- **Stated exercise**
Print all of the entries exactly, minus the pictures.

** begin Data extract **

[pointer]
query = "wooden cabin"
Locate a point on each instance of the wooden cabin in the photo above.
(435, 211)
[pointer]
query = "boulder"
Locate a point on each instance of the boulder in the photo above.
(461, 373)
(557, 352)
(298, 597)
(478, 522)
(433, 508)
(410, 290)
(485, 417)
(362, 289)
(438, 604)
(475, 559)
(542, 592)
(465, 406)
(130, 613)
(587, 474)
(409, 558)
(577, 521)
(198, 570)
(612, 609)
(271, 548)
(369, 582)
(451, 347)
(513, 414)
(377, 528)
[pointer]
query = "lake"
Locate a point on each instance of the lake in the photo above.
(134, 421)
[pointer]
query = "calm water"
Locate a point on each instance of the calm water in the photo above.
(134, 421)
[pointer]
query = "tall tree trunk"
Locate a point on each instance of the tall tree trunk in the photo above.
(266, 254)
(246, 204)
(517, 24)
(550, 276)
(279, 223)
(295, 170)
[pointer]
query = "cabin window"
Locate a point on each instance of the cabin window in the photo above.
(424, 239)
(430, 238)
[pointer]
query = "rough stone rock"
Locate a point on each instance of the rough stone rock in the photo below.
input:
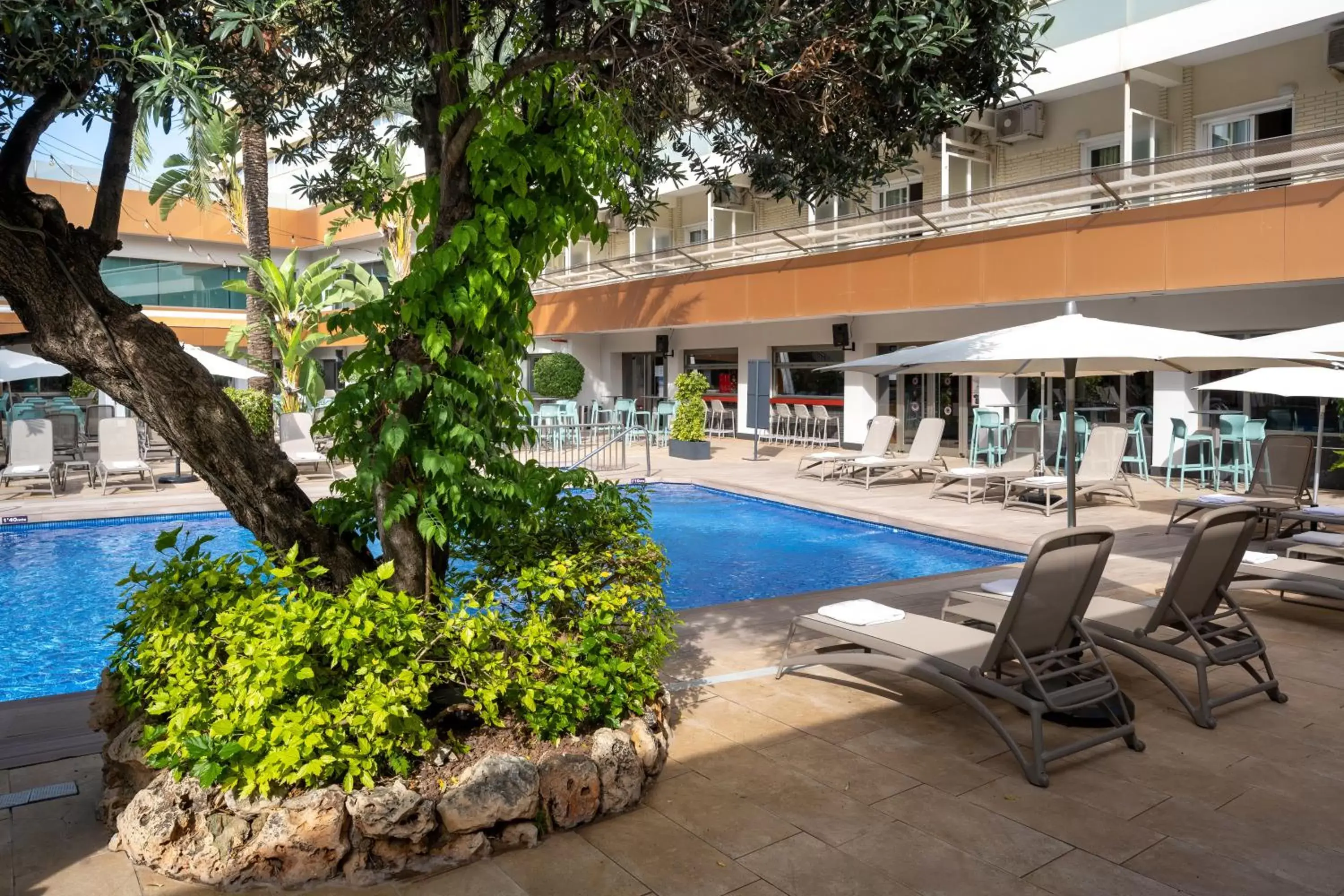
(519, 835)
(392, 812)
(570, 789)
(619, 769)
(300, 843)
(495, 789)
(167, 827)
(651, 750)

** end Data extract **

- **Solution**
[pointer]
query = "wooden cabin"
Locate a point on each instance of the wooden cabin in the photo above.
(435, 211)
[pointer]
query = "boulder"
Locate a point on each instance of the boulder in the photo above.
(461, 373)
(557, 352)
(298, 597)
(478, 522)
(433, 508)
(410, 290)
(485, 417)
(362, 289)
(438, 604)
(475, 559)
(542, 592)
(465, 406)
(130, 613)
(587, 474)
(409, 558)
(577, 521)
(198, 570)
(612, 609)
(271, 548)
(369, 582)
(451, 347)
(513, 414)
(377, 528)
[pointer]
query = "lake"
Locate a point on each instance of the lake in the photo above.
(134, 421)
[pointer]
query = "calm water"
Locate a point on each instance of the calm water in the photo above.
(134, 421)
[pointer]
query = "tall tree trunk"
Locate a point on each instance of the tall tree trunk in the photo above.
(266, 254)
(246, 204)
(517, 24)
(550, 276)
(279, 223)
(295, 170)
[pointer]
query = "cabin window"
Locate a point on each instance of the cabin window in the photo above.
(424, 239)
(430, 238)
[pointer]
query = "rough stone rock"
Locate a point on each instance of the rough stone rock in the photo below.
input:
(519, 835)
(392, 812)
(570, 789)
(619, 769)
(300, 843)
(495, 789)
(167, 827)
(651, 750)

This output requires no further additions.